### [WHAT THE TASK REQUIRES]
Produce word for word the lines of the data below running from the one that has "Where can you spot the pink flower?" to the one that has "Where can you spot the driver", inclusive, and no others.

### [GIVEN RECORDS]
────────
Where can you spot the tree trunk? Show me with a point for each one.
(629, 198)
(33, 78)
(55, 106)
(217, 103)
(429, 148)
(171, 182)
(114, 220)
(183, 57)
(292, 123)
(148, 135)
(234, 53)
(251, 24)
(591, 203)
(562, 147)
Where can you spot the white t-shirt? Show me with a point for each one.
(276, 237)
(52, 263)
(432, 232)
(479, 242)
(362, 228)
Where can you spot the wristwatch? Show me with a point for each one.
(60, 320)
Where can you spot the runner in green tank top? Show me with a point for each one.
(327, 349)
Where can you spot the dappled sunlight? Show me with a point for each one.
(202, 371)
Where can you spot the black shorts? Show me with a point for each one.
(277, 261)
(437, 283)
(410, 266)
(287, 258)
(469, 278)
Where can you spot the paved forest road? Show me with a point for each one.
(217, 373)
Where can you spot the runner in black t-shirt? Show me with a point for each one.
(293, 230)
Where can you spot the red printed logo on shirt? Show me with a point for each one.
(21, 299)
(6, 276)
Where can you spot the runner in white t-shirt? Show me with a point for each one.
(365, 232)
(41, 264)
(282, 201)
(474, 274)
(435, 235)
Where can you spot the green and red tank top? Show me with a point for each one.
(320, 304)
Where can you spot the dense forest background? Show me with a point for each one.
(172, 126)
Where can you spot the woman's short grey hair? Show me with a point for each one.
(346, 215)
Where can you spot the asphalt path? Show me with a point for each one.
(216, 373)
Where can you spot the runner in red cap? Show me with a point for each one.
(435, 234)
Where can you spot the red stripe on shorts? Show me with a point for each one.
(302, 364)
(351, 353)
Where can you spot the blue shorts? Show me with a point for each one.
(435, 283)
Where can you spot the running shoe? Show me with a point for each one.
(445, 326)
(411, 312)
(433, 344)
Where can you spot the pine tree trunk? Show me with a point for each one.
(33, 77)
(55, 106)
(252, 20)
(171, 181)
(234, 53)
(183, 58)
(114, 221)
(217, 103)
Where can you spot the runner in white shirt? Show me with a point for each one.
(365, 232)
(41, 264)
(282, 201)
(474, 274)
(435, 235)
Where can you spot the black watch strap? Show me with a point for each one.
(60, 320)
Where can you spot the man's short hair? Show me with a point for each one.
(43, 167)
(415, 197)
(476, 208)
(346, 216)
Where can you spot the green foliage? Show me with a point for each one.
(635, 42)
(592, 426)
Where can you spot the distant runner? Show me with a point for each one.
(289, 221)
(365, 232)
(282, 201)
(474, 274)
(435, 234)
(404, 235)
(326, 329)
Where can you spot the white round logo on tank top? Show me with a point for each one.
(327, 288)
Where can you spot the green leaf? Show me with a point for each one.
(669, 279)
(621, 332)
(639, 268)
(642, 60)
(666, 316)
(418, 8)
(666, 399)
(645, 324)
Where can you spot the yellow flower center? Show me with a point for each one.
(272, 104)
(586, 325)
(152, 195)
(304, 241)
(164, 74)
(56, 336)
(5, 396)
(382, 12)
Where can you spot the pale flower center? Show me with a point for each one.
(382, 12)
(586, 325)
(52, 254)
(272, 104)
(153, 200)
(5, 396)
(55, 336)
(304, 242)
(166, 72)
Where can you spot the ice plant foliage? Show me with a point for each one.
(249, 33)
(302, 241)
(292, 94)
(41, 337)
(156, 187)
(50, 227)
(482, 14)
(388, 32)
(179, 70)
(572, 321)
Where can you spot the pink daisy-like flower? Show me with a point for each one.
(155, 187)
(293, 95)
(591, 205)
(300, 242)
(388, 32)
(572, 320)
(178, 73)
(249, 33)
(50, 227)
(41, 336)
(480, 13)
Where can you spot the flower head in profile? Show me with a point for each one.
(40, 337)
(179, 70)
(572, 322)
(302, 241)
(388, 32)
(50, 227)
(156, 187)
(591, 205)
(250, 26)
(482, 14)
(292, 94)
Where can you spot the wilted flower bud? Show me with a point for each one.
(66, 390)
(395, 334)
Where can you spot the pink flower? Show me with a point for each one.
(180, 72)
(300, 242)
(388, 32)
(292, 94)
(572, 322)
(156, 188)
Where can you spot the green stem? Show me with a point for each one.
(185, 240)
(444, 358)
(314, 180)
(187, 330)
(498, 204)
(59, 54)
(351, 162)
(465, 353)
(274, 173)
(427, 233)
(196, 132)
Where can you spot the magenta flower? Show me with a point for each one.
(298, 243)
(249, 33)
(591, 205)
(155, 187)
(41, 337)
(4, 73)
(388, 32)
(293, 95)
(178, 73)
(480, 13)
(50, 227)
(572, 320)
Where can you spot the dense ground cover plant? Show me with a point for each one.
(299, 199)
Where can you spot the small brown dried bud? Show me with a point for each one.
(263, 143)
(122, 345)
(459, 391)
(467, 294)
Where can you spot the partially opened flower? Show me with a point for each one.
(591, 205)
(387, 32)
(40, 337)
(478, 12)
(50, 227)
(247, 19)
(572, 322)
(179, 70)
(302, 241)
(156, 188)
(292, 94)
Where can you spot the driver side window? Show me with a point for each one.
────────
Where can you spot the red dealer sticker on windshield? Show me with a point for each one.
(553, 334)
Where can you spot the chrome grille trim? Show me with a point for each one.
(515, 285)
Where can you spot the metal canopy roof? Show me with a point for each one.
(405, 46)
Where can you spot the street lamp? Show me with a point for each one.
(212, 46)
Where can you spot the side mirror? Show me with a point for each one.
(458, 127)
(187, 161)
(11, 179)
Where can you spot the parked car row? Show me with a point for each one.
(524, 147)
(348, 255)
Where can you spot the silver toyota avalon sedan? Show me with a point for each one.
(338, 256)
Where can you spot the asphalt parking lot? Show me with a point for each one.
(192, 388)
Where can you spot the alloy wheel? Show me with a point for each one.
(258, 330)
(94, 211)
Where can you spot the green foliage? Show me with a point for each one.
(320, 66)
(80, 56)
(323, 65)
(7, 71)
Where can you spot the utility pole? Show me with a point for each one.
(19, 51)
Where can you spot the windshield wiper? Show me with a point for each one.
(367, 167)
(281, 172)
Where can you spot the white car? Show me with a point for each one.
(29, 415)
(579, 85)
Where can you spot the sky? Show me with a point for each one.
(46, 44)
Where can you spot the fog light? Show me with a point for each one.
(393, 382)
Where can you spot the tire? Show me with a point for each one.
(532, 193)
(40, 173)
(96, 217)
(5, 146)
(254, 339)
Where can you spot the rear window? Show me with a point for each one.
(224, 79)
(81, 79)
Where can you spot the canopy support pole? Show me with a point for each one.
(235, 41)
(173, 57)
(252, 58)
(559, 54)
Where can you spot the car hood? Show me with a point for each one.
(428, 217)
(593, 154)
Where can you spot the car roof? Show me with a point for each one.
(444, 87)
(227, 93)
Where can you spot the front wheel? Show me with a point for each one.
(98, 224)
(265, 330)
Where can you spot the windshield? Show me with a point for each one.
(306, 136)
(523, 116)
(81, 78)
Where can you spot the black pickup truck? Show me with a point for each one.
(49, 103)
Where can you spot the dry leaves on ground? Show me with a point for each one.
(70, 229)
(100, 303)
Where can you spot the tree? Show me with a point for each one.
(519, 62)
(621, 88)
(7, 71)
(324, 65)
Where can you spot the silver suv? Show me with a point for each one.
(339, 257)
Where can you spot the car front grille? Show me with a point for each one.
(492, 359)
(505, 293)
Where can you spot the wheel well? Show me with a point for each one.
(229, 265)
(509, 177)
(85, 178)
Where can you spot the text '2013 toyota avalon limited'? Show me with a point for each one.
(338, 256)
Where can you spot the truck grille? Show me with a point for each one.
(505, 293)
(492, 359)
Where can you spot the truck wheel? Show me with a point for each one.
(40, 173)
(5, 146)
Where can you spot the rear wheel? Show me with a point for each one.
────────
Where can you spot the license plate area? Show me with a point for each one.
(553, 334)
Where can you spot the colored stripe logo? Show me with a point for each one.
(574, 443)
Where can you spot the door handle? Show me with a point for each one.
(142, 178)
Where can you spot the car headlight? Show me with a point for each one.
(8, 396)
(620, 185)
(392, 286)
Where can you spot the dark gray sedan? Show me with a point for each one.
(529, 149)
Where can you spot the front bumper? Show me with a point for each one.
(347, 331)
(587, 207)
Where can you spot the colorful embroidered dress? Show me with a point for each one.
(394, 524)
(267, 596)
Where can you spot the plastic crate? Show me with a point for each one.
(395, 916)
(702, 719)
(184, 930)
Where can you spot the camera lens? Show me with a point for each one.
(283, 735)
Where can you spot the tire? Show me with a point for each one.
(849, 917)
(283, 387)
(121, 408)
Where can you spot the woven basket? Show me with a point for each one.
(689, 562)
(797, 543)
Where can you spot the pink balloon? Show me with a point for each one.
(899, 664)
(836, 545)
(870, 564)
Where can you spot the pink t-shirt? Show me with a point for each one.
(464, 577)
────────
### [EXERCISE ANSWER]
Where can you spot the pink flower? Show me with a point for each one.
(180, 72)
(300, 242)
(388, 32)
(292, 94)
(572, 322)
(156, 188)
Where can you spot the green stem? Show me with a point for each one.
(185, 240)
(444, 358)
(314, 180)
(187, 330)
(498, 204)
(59, 54)
(351, 162)
(465, 353)
(274, 173)
(427, 233)
(196, 132)
Where can you spot the magenta flower? Show me with a point for each one.
(298, 243)
(249, 33)
(591, 205)
(155, 187)
(41, 337)
(4, 73)
(388, 32)
(293, 95)
(178, 73)
(480, 13)
(50, 227)
(572, 320)
Where can you spot the dense ground cover plant? Show me with a point for each one.
(299, 199)
Where can you spot the small brown dried bud? Show me with a point for each one.
(263, 143)
(122, 345)
(459, 391)
(467, 294)
Where can you spot the partially opened flower? Show me with a point for each one.
(591, 205)
(387, 32)
(40, 337)
(478, 12)
(50, 227)
(247, 19)
(572, 322)
(179, 70)
(302, 241)
(156, 188)
(292, 94)
Where can you spot the driver side window? Show me with a point for each one.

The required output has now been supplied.